» DIRECTIONS
Convert the lines below into a JSON list of strings, with one string per line and any blank lines left out.
--- DATA EXTRACT ---
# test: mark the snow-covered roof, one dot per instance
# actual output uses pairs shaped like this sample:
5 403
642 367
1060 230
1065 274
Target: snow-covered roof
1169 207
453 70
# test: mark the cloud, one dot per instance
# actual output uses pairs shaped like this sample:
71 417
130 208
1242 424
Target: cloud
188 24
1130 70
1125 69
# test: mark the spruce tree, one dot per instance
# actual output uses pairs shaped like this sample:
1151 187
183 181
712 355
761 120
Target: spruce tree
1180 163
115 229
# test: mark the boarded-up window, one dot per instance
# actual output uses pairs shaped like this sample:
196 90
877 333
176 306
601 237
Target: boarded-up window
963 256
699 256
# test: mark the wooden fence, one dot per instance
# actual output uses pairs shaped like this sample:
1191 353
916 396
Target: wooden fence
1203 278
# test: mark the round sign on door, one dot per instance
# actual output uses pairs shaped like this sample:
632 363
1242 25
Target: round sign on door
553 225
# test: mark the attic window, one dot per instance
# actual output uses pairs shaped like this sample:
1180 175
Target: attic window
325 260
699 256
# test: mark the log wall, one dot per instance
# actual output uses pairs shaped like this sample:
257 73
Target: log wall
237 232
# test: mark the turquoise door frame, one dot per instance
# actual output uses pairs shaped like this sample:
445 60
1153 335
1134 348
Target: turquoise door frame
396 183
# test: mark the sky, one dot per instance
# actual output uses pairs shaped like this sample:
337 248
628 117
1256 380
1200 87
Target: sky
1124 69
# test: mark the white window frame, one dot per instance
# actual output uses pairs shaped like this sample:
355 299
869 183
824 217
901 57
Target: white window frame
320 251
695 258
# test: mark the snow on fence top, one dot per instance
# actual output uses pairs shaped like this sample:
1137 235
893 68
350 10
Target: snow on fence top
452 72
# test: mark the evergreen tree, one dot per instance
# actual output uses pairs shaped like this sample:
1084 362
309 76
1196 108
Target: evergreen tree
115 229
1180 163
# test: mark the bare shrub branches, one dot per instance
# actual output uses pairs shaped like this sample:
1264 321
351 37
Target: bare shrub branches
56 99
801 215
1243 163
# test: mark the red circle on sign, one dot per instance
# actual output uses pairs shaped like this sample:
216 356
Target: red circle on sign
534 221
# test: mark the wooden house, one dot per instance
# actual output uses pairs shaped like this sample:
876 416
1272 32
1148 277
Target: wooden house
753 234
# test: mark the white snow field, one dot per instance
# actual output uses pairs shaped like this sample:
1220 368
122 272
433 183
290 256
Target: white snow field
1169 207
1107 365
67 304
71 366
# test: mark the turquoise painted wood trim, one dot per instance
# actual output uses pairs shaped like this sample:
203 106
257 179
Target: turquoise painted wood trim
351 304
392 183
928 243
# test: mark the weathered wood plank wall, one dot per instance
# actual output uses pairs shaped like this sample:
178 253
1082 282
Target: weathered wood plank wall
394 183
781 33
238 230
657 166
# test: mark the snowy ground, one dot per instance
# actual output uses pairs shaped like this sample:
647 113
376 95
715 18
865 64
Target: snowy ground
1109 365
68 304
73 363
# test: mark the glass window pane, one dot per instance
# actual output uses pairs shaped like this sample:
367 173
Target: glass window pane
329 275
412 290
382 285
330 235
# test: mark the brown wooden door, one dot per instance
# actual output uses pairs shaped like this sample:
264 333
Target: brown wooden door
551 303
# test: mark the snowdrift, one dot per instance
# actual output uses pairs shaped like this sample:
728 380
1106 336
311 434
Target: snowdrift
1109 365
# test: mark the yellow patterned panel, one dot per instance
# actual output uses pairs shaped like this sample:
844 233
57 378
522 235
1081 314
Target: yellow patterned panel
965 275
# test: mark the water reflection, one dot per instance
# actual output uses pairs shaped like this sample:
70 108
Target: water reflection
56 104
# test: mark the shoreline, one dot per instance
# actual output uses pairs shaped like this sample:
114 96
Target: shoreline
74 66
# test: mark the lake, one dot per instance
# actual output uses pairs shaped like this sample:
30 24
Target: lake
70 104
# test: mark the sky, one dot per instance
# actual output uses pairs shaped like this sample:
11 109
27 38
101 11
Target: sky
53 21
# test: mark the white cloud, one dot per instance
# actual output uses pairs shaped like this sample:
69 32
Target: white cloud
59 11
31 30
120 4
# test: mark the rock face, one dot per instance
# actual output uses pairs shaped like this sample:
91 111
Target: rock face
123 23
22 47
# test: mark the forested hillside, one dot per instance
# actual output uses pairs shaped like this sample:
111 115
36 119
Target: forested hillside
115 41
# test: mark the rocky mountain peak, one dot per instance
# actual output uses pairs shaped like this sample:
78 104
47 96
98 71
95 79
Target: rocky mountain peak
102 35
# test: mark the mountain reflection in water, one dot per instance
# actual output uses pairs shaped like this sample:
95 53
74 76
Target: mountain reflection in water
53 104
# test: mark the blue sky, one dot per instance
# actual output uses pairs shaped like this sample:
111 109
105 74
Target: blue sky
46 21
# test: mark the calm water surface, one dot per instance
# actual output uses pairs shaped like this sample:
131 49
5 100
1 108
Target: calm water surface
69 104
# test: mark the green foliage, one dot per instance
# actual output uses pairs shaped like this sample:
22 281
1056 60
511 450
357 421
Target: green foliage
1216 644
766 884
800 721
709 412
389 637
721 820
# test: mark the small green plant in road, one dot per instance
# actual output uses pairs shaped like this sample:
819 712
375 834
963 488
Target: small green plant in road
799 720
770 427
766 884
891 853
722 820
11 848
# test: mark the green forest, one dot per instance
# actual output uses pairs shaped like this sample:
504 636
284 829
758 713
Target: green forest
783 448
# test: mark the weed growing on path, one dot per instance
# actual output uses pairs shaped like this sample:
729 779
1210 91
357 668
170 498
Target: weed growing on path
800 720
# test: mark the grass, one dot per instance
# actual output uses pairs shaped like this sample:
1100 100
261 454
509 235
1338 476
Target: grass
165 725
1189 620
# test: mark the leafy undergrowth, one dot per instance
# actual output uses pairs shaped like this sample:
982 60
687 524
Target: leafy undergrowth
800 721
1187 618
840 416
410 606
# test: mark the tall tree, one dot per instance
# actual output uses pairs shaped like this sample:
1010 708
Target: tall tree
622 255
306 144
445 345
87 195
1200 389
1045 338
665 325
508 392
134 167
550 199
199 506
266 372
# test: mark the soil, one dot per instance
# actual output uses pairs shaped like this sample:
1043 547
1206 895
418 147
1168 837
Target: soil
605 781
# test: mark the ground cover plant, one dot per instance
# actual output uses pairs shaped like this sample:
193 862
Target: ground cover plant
---
» RESULT FOR THIS EXERCISE
[
  "# test: mark the snow-covered roof, one dot per instance",
  "# actual output uses pairs shaped like this sample:",
  "5 403",
  "642 367",
  "1060 230",
  "1065 274",
  "Target: snow-covered roof",
  "1169 207",
  "453 70",
  "# test: mark the cloud, one dot per instance",
  "# actual output uses pairs shaped like this sample:",
  "71 417",
  "130 208",
  "1242 424",
  "Target: cloud",
  "188 24",
  "1130 70",
  "1125 69",
  "# test: mark the spruce tree, one dot per instance",
  "# actual output uses pairs shaped like this sample:",
  "1151 187",
  "183 181",
  "712 355",
  "761 120",
  "Target: spruce tree",
  "1180 163",
  "115 229",
  "# test: mark the boarded-up window, one dot per instance",
  "# actual output uses pairs shaped like this sample:",
  "196 90",
  "877 333",
  "176 306",
  "601 237",
  "Target: boarded-up window",
  "963 256",
  "699 256",
  "# test: mark the wooden fence, one dot per instance",
  "# actual output uses pairs shaped like this sample:",
  "1191 353",
  "916 396",
  "Target: wooden fence",
  "1203 278",
  "# test: mark the round sign on door, one dot per instance",
  "# actual output uses pairs shaped like this sample:",
  "632 363",
  "1242 25",
  "Target: round sign on door",
  "553 225",
  "# test: mark the attic window, one dot per instance",
  "# actual output uses pairs shaped like this sample:",
  "1180 175",
  "Target: attic window",
  "325 260",
  "699 256",
  "# test: mark the log wall, one dot per instance",
  "# actual output uses pairs shaped like this sample:",
  "257 73",
  "Target: log wall",
  "237 232",
  "# test: mark the turquoise door frame, one dot per instance",
  "# actual output uses pairs shaped like this sample:",
  "445 60",
  "1153 335",
  "1134 348",
  "Target: turquoise door frame",
  "396 183",
  "# test: mark the sky, one dot per instance",
  "# actual output uses pairs shaped like this sample:",
  "337 248",
  "628 117",
  "1256 380",
  "1200 87",
  "Target: sky",
  "1124 69",
  "# test: mark the white window frame, one dot per instance",
  "# actual output uses pairs shaped like this sample:",
  "355 299",
  "869 183",
  "824 217",
  "901 57",
  "Target: white window frame",
  "320 251",
  "695 258",
  "# test: mark the snow on fence top, one dot per instance",
  "# actual output uses pairs shaped like this sample:",
  "1137 235",
  "893 68",
  "350 10",
  "Target: snow on fence top",
  "452 72",
  "# test: mark the evergreen tree, one dot per instance",
  "# actual output uses pairs shaped like this sample:",
  "1084 362",
  "309 76",
  "1196 108",
  "Target: evergreen tree",
  "115 229",
  "1180 163",
  "# test: mark the bare shrub branches, one dot per instance",
  "# actual output uses pairs shaped like this sample:",
  "1264 321",
  "351 37",
  "Target: bare shrub branches",
  "56 99",
  "801 215",
  "1243 163",
  "# test: mark the red circle on sign, one dot per instance",
  "# actual output uses pairs shaped like this sample:",
  "216 356",
  "Target: red circle on sign",
  "534 221",
  "# test: mark the wooden house, one dot per instance",
  "# actual output uses pairs shaped like this sample:",
  "876 416",
  "1272 32",
  "1148 277",
  "Target: wooden house",
  "753 234",
  "# test: mark the white snow field, one dot per instance",
  "# actual output uses pairs shaped like this sample:",
  "1220 368",
  "122 272",
  "433 183",
  "290 256",
  "Target: white snow field",
  "1169 207",
  "1107 365",
  "67 304",
  "71 366",
  "# test: mark the turquoise painted wood trim, one dot per instance",
  "# actual output uses pairs shaped like this sample:",
  "203 106",
  "257 179",
  "Target: turquoise painted wood trim",
  "351 304",
  "392 183",
  "928 243",
  "# test: mark the weathered wood plank wall, one dot per instance",
  "# actual output uses pairs shaped like this sample:",
  "178 253",
  "1082 282",
  "Target: weathered wood plank wall",
  "394 183",
  "781 33",
  "238 230",
  "657 166",
  "# test: mark the snowy ground, one dot per instance",
  "# actual output uses pairs shaped like this sample:",
  "647 113",
  "376 95",
  "715 18",
  "865 64",
  "Target: snowy ground",
  "1109 365",
  "68 304",
  "73 363",
  "# test: mark the glass window pane, one dot per instance",
  "# actual output uses pairs shaped like this sample:",
  "367 173",
  "Target: glass window pane",
  "329 275",
  "412 290",
  "382 285",
  "330 235",
  "# test: mark the brown wooden door, one dot per instance",
  "# actual output uses pairs shaped like this sample:",
  "264 333",
  "Target: brown wooden door",
  "551 303",
  "# test: mark the snowdrift, one dot per instance",
  "# actual output uses pairs shaped like this sample:",
  "728 380",
  "1106 336",
  "311 434",
  "Target: snowdrift",
  "1109 365",
  "# test: mark the yellow patterned panel, one dot per instance",
  "# actual output uses pairs shaped like this sample:",
  "844 233",
  "57 378",
  "522 235",
  "1081 314",
  "Target: yellow patterned panel",
  "965 275",
  "# test: mark the water reflection, one dot per instance",
  "# actual output uses pairs shaped like this sample:",
  "70 108",
  "Target: water reflection",
  "56 104",
  "# test: mark the shoreline, one dot per instance",
  "# actual output uses pairs shaped like this sample:",
  "114 96",
  "Target: shoreline",
  "74 66",
  "# test: mark the lake, one dot per instance",
  "# actual output uses pairs shaped like this sample:",
  "30 24",
  "Target: lake",
  "70 104",
  "# test: mark the sky, one dot per instance",
  "# actual output uses pairs shaped like this sample:",
  "11 109",
  "27 38",
  "101 11",
  "Target: sky",
  "53 21",
  "# test: mark the white cloud, one dot per instance",
  "# actual output uses pairs shaped like this sample:",
  "69 32",
  "Target: white cloud",
  "59 11",
  "31 30",
  "120 4",
  "# test: mark the rock face, one dot per instance",
  "# actual output uses pairs shaped like this sample:",
  "91 111",
  "Target: rock face",
  "123 23",
  "22 47",
  "# test: mark the forested hillside, one dot per instance",
  "# actual output uses pairs shaped like this sample:",
  "111 115",
  "36 119",
  "Target: forested hillside",
  "115 41",
  "# test: mark the rocky mountain peak, one dot per instance",
  "# actual output uses pairs shaped like this sample:",
  "78 104",
  "47 96",
  "98 71",
  "95 79",
  "Target: rocky mountain peak",
  "102 35",
  "# test: mark the mountain reflection in water, one dot per instance",
  "# actual output uses pairs shaped like this sample:",
  "95 53",
  "74 76",
  "Target: mountain reflection in water",
  "53 104",
  "# test: mark the blue sky, one dot per instance",
  "# actual output uses pairs shaped like this sample:",
  "111 109",
  "105 74",
  "Target: blue sky",
  "46 21",
  "# test: mark the calm water surface, one dot per instance",
  "# actual output uses pairs shaped like this sample:",
  "131 49",
  "5 100",
  "1 108",
  "Target: calm water surface",
  "69 104",
  "# test: mark the green foliage, one dot per instance",
  "# actual output uses pairs shaped like this sample:",
  "22 281",
  "1056 60",
  "511 450",
  "357 421",
  "Target: green foliage",
  "1216 644",
  "766 884",
  "800 721",
  "709 412",
  "389 637",
  "721 820",
  "# test: mark the small green plant in road, one dot per instance",
  "# actual output uses pairs shaped like this sample:",
  "819 712",
  "375 834",
  "963 488",
  "Target: small green plant in road",
  "799 720",
  "770 427",
  "766 884",
  "891 853",
  "722 820",
  "11 848",
  "# test: mark the green forest, one dot per instance",
  "# actual output uses pairs shaped like this sample:",
  "504 636",
  "284 829",
  "758 713",
  "Target: green forest",
  "783 448",
  "# test: mark the weed growing on path, one dot per instance",
  "# actual output uses pairs shaped like this sample:",
  "729 779",
  "1210 91",
  "357 668",
  "170 498",
  "Target: weed growing on path",
  "800 720",
  "# test: mark the grass, one dot per instance",
  "# actual output uses pairs shaped like this sample:",
  "1100 100",
  "261 454",
  "509 235",
  "1338 476",
  "Target: grass",
  "165 725",
  "1189 620",
  "# test: mark the leafy undergrowth, one dot per instance",
  "# actual output uses pairs shaped like this sample:",
  "982 60",
  "687 524",
  "Target: leafy undergrowth",
  "800 721",
  "1187 618",
  "840 416",
  "410 606",
  "# test: mark the tall tree, one dot per instance",
  "# actual output uses pairs shaped like this sample:",
  "1010 708",
  "Target: tall tree",
  "622 255",
  "306 144",
  "445 345",
  "87 195",
  "1200 389",
  "1045 338",
  "665 325",
  "508 392",
  "134 167",
  "550 199",
  "199 506",
  "266 372",
  "# test: mark the soil, one dot per instance",
  "# actual output uses pairs shaped like this sample:",
  "1043 547",
  "1206 895",
  "418 147",
  "1168 837",
  "Target: soil",
  "605 781",
  "# test: mark the ground cover plant, one dot per instance",
  "# actual output uses pairs shaped like this sample:",
  "193 862",
  "Target: ground cover plant"
]